=== Articolo ===

Necessità del partito

Pubblicato: 2014-11-16 21:53:19

Nei prossimi mesi non mancheranno di aprirsi nuovi capitoli della crisi di sovrapproduzione di merci e capitali che da tempo sta scuotendo il modo di produzione capitalistico. Altre bolle si stanno gonfiando e la mirabile corsa dei “paesi emergenti” sta già rallentando. Ne vedremo dunque delle belle, e a maggior ragione l'azione dei comunisti sarà di fondamentale importanza per analizzare il reale e intervenire su di esso, organizzando e indirizzando le lotte che inevitabilmente sempre più si sprigioneranno dal sottosuolo sociale.

 

Quanto quest'azione sia necessaria e urgente deve risultare chiaro: nonostante le sue insanabili contraddizioni, il modo di produzione capitalistico non ci farà infatti il piacere di scomparire da solo, nel botto di una “crisi economica definitiva” o “finale”, come invece in tanti s'illudono che debba avvenire. Sia chiaro: le crisi economiche offrono la possibilità di rendere più evidente il contrasto tra le forze della produzione messe in moto da più d'un paio di secoli dallo stesso Capitale e le forme nelle quali la borghesia tende ad organizzarle per mantenere il suo insindacabile dominio, democratico o fascista che sia, attuato attraverso illusorie riforme o aggressive “liberalizzazioni”.

=== Elenco ===

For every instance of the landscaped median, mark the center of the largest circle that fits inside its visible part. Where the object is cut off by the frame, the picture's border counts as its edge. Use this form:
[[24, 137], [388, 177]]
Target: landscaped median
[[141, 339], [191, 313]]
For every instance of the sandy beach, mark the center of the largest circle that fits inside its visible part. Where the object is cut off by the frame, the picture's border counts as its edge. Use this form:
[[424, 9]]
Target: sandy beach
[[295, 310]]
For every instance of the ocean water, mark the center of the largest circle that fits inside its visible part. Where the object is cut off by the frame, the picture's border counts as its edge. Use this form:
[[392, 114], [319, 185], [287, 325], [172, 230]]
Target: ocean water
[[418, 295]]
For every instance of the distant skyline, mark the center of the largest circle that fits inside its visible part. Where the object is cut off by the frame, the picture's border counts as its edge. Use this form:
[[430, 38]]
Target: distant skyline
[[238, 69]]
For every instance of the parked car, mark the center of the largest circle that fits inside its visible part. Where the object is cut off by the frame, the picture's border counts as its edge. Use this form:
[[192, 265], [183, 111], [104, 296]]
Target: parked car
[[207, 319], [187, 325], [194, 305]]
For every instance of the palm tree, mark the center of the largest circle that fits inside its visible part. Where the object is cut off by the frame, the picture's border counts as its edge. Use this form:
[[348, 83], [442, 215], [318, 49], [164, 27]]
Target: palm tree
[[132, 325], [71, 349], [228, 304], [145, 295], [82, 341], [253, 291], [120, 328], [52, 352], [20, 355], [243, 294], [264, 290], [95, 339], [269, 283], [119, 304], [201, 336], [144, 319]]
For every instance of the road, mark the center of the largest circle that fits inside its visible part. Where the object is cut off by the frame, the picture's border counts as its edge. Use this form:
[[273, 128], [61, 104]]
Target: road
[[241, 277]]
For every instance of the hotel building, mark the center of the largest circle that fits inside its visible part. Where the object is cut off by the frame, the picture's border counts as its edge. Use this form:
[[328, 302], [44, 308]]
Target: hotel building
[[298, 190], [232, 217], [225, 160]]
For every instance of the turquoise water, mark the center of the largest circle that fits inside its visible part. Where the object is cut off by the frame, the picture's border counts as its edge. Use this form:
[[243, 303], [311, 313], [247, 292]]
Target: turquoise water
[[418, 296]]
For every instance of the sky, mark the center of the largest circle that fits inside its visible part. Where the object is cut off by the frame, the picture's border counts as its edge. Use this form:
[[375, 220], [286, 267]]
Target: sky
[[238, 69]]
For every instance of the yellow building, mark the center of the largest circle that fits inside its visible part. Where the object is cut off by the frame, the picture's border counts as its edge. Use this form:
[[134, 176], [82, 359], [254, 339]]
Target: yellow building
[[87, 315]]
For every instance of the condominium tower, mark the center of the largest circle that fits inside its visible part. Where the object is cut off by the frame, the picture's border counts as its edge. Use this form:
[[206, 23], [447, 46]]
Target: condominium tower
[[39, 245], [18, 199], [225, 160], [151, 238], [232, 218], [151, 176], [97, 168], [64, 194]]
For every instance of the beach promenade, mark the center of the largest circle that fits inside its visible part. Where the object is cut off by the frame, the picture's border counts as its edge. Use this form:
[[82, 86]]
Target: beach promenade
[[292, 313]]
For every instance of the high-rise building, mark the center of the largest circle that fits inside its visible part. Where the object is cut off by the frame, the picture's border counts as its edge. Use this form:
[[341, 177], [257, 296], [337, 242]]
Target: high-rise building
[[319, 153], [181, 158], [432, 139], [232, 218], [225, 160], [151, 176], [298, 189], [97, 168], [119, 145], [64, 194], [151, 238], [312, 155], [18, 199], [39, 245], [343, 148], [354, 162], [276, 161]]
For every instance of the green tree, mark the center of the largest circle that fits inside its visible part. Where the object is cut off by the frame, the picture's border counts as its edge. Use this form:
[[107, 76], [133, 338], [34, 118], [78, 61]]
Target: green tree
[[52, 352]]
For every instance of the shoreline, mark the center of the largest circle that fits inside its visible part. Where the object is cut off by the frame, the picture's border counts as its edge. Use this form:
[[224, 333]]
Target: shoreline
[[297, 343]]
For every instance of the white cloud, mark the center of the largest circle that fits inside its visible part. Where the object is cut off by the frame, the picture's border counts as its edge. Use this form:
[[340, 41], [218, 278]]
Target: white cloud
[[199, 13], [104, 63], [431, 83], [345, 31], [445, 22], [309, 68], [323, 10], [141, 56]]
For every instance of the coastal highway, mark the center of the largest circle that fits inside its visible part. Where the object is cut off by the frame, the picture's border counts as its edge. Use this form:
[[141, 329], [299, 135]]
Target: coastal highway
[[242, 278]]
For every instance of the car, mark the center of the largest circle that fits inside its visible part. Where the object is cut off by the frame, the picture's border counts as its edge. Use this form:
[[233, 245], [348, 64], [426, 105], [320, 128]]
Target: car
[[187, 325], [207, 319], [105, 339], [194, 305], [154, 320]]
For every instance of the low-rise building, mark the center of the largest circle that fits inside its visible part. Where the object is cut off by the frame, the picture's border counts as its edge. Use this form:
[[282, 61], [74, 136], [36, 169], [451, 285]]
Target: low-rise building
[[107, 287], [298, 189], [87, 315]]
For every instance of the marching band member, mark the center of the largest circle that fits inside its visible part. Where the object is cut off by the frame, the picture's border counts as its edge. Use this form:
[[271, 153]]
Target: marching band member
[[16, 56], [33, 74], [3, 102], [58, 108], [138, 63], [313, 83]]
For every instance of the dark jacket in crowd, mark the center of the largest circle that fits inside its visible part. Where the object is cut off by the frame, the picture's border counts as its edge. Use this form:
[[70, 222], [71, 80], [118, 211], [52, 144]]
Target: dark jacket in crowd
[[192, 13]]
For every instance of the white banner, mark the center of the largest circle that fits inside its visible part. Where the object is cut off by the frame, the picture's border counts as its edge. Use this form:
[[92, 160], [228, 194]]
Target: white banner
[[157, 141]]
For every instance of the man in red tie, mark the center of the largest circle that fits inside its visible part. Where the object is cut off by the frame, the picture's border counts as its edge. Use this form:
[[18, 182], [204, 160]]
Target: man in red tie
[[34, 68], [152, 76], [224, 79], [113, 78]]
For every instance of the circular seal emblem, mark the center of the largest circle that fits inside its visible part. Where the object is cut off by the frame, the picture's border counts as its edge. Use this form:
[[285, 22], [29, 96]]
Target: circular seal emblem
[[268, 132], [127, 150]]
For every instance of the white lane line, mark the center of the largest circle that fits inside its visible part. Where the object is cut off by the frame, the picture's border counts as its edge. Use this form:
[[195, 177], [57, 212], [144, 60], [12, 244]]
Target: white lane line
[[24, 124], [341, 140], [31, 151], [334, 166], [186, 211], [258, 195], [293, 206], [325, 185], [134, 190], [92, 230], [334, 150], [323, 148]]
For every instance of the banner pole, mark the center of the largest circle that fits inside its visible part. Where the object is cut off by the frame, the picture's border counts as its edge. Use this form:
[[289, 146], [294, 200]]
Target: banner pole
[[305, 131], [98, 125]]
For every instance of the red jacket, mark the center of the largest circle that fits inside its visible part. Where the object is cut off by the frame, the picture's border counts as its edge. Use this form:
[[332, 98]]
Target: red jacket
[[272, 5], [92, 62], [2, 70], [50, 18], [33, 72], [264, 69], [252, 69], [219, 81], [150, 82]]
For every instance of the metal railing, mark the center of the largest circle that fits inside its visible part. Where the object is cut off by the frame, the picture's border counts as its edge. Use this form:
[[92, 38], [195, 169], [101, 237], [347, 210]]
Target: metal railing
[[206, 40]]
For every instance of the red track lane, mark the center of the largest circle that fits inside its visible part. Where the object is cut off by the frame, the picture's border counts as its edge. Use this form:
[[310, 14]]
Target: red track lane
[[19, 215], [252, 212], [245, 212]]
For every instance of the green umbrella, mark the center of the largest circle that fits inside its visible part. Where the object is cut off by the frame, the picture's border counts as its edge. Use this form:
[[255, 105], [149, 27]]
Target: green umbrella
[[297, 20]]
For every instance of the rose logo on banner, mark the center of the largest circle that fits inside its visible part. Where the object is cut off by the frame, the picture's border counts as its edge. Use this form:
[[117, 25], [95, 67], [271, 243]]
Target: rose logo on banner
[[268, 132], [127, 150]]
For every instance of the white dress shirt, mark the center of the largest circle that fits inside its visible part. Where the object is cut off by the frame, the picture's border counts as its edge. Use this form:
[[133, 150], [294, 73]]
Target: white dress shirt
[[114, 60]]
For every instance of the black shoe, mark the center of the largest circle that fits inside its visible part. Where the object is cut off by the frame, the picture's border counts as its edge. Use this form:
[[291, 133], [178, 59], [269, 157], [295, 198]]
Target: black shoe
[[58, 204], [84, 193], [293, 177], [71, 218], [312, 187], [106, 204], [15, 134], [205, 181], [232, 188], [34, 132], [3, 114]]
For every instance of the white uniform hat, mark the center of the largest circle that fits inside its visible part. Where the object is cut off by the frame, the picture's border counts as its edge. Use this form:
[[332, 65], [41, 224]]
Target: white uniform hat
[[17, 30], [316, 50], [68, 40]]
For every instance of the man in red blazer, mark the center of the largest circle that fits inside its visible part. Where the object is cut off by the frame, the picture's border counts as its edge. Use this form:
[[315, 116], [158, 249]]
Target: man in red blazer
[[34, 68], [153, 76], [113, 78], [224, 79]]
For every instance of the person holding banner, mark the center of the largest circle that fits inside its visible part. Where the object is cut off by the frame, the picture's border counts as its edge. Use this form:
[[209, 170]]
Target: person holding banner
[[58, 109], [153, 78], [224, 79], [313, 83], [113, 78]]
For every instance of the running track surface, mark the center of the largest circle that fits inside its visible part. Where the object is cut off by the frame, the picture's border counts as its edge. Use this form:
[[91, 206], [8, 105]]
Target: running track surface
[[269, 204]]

===

**Consegna:** Secondo l'articolo, che cosa sta già rallentando?

**Soluzione:** La mirabile corsa dei “paesi emergenti”.